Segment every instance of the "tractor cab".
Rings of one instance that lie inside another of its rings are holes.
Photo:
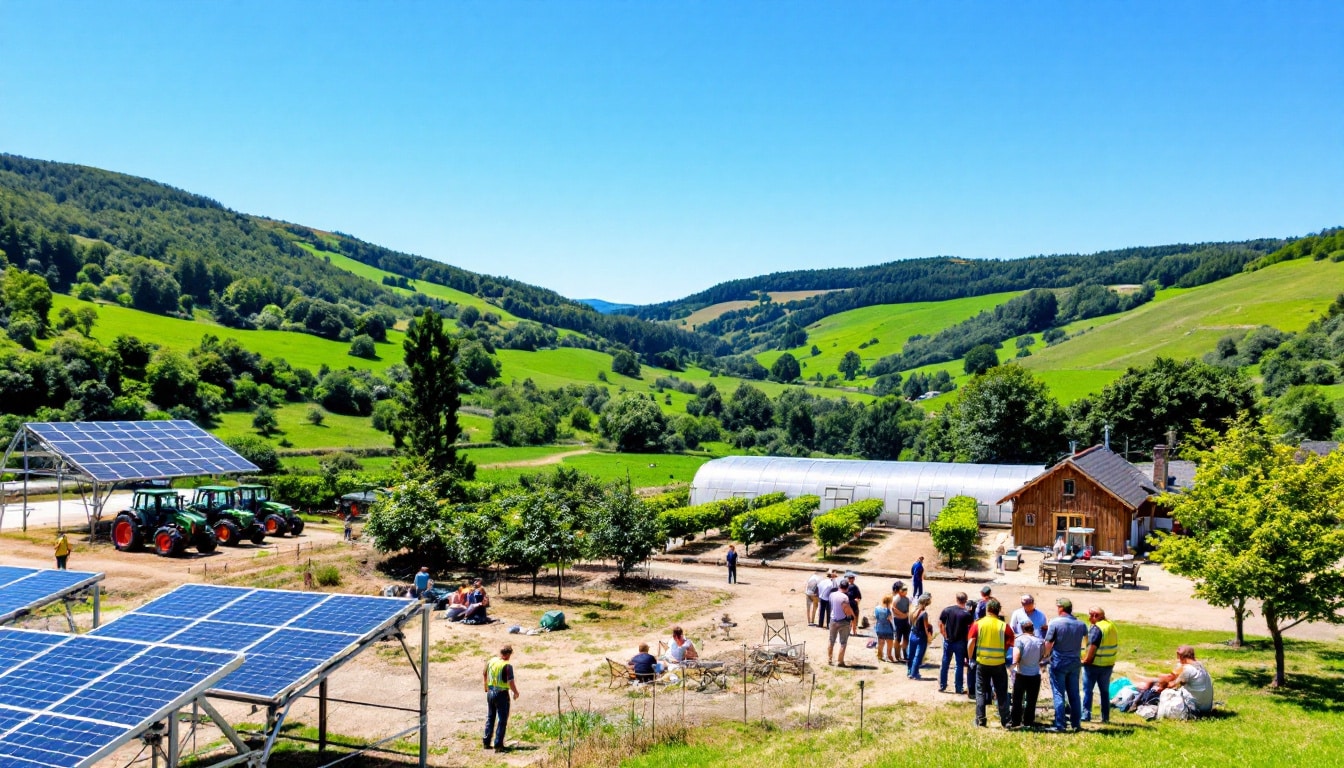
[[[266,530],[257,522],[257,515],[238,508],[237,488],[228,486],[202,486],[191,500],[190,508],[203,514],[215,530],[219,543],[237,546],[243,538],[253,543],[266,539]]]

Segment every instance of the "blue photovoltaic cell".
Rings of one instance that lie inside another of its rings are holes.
++++++++
DIRECTIONS:
Copy out every entry above word for word, leaving out the pictures.

IN RESPONSE:
Segment every instance of the "tractor cab".
Rings of one instance that lie inside another of its rings are holes.
Photo:
[[[266,530],[257,522],[257,515],[238,508],[237,488],[228,486],[202,486],[191,500],[190,508],[203,514],[215,530],[219,543],[237,546],[243,538],[253,543],[266,539]]]

Segment every instance of the "blue photovoltaic cell".
Rings of one instance that lie inside another of its rings are holes.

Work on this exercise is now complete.